Quote the whole listing below word for word, keeping every line.
** Start of PROVIDED INFORMATION **
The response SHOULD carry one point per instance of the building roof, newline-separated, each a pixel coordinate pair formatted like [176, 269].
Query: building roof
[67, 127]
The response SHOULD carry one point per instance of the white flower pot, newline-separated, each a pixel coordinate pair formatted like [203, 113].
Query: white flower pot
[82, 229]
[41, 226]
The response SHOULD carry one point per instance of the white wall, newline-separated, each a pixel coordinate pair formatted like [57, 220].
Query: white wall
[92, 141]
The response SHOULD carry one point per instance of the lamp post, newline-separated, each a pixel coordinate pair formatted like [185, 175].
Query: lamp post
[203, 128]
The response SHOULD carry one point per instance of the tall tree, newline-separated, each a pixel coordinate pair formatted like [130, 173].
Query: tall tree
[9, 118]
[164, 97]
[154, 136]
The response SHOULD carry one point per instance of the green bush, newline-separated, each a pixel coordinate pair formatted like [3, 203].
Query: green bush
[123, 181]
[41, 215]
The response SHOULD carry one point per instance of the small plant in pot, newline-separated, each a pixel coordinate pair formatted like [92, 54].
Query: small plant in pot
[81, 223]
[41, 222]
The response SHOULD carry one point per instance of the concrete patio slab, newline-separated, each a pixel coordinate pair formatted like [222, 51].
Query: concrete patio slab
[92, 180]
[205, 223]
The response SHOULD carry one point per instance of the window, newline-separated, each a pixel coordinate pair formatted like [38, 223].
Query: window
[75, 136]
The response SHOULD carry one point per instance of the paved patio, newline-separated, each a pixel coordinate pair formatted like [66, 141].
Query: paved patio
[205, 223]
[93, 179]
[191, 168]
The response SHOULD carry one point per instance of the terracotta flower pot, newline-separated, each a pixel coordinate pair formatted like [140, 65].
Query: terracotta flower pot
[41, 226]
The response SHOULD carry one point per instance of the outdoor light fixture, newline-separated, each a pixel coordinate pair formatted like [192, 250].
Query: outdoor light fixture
** End of PROVIDED INFORMATION **
> OUTPUT OF THE EXERCISE:
The response SHOULD carry one point per instance of the building roof, newline-separated, each a pixel coordinate pair formatted like [176, 269].
Query: building roof
[67, 127]
The response SHOULD carry one point per instance of the white flower pot, newline-separated, each a pixel coordinate pair formatted like [203, 113].
Query: white flower pot
[82, 229]
[41, 226]
The response SHOULD carry one point per instance of the white wall, newline-separated, each a pixel coordinate pair formatted like [57, 220].
Query: white wall
[92, 141]
The response SHOULD carry one point per instance of the lamp post, newline-separated, each a pixel coordinate pair formatted like [185, 175].
Query: lamp post
[203, 128]
The response SHOULD carry one point per instance of the tall tree, newline-separated, each a pixel coordinate pair formatted like [130, 173].
Query: tall tree
[9, 118]
[164, 97]
[154, 136]
The response SHOULD carry one point per instance of the green bush, newline-separated, each a pixel coordinate pair formatted like [3, 203].
Query: green bush
[123, 181]
[41, 215]
The response SHOULD carry one point per instance of the small plant in pot, newline-separated, each a pixel coordinate pair formatted like [92, 54].
Query: small plant in pot
[81, 223]
[41, 222]
The response SHOULD carry one point per instance of the concrete patio slab, newline-separated, each a pixel coordinate pair formatted like [222, 51].
Query: concrete patio slab
[92, 180]
[205, 223]
The response SHOULD carry one point per instance of the window, newline-separated, each a pixel coordinate pair formatted like [38, 223].
Query: window
[75, 136]
The response SHOULD carry one point per instance of the paved patio, newline-separated, each a pixel coordinate pair formatted like [66, 141].
Query: paved patio
[205, 223]
[93, 179]
[191, 168]
The response SHOULD carry one point per instance of the terracotta flower pot, newline-separated, each a pixel coordinate pair formatted like [140, 65].
Query: terracotta flower pot
[41, 226]
The response SHOULD carry one point per instance of the outdoor light fixture, newline-separated, each a pixel coordinate pair formatted like [192, 250].
Query: outdoor light fixture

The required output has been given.